Machine Learning with Kafka Graphs

As data has become more prevalent from the rise of cloud computing, mobile devices, and big data systems, methods to analyze that data have become more and more advanced, with machine learning and artificial intelligence algorithms epitomizing the state-of-the-art. There are many ways to use machine learning to analyze data in Kafka. Below I will show how machine learning can be performed with Kafka Graphs, a graph analytics library that is layered on top of Kafka Streams.

Graph Modeling

As described in “Using Apache Kafka to Drive Cutting-Edge Machine Learning“, a machine learning lifecycle is comprised of modeling and prediction. That article goes on to describe how to integrate models from libraries like TensorFlow and H20, whether through RPC or by embedding the model in a Kafka application. With Kafka Graphs, the graph is the model. Therefore, when using Kafka Graphs for machine learning, there is no need to integrate with an external machine learning library for modeling.

• _Task to complete_: From the text on machine learning with Kafka Graphs, extract everything from "As data has" down to "of Kafka Streams.", word for word.

• _Data section_:

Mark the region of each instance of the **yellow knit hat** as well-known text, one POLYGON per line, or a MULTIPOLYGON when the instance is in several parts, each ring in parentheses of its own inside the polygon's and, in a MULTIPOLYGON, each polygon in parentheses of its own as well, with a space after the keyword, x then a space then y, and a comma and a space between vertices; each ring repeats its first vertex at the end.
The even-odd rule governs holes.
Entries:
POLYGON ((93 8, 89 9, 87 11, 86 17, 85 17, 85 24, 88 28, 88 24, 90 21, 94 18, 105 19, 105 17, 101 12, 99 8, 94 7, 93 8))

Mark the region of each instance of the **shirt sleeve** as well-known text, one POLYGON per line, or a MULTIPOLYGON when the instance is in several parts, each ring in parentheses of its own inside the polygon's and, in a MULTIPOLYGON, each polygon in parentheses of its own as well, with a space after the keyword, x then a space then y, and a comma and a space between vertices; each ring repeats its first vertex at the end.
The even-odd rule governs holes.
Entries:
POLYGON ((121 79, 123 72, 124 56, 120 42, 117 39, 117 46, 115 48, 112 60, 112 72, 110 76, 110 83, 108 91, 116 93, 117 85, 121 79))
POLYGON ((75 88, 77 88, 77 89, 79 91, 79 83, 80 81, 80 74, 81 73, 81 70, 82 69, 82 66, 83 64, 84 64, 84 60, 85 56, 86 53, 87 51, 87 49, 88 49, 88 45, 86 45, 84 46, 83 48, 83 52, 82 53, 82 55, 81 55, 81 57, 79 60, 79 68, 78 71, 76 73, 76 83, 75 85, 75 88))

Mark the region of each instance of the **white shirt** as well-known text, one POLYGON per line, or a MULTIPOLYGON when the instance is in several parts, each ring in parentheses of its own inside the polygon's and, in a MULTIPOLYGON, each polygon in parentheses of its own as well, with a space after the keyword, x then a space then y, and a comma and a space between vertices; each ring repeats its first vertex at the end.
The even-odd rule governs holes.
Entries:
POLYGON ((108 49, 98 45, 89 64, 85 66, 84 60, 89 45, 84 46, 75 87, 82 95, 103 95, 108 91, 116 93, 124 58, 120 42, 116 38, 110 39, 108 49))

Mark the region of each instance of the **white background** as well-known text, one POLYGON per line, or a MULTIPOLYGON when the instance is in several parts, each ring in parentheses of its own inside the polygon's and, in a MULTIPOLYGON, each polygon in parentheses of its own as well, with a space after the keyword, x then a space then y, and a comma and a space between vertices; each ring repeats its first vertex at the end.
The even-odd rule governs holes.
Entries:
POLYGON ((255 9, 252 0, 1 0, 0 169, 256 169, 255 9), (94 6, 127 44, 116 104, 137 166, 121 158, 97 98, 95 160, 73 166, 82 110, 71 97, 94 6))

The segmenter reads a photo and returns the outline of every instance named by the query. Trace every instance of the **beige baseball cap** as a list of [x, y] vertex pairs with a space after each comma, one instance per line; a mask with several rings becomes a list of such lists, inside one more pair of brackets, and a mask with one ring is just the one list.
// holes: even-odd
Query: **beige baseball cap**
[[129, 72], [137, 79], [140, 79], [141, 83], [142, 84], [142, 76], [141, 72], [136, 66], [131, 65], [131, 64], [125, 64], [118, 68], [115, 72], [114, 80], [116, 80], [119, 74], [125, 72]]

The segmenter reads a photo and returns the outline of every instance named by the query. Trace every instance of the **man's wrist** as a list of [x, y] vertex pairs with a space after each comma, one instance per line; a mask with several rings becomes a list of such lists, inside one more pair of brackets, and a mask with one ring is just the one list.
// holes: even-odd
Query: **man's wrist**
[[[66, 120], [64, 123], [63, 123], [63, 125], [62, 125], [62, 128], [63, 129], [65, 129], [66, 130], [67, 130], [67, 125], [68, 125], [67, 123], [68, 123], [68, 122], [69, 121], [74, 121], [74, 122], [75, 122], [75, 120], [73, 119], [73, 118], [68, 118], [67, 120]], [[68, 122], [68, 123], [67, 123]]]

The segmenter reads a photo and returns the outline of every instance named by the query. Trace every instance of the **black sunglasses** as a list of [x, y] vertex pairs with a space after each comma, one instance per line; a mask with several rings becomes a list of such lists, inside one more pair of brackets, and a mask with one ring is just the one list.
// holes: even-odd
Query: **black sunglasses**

• _Solution_:
As data has become more prevalent from the rise of cloud computing, mobile devices, and big data systems, methods to analyze that data have become more and more advanced, with machine learning and artificial intelligence algorithms epitomizing the state-of-the-art. There are many ways to use machine learning to analyze data in Kafka. Below I will show how machine learning can be performed with Kafka Graphs, a graph analytics library that is layered on top of Kafka Streams.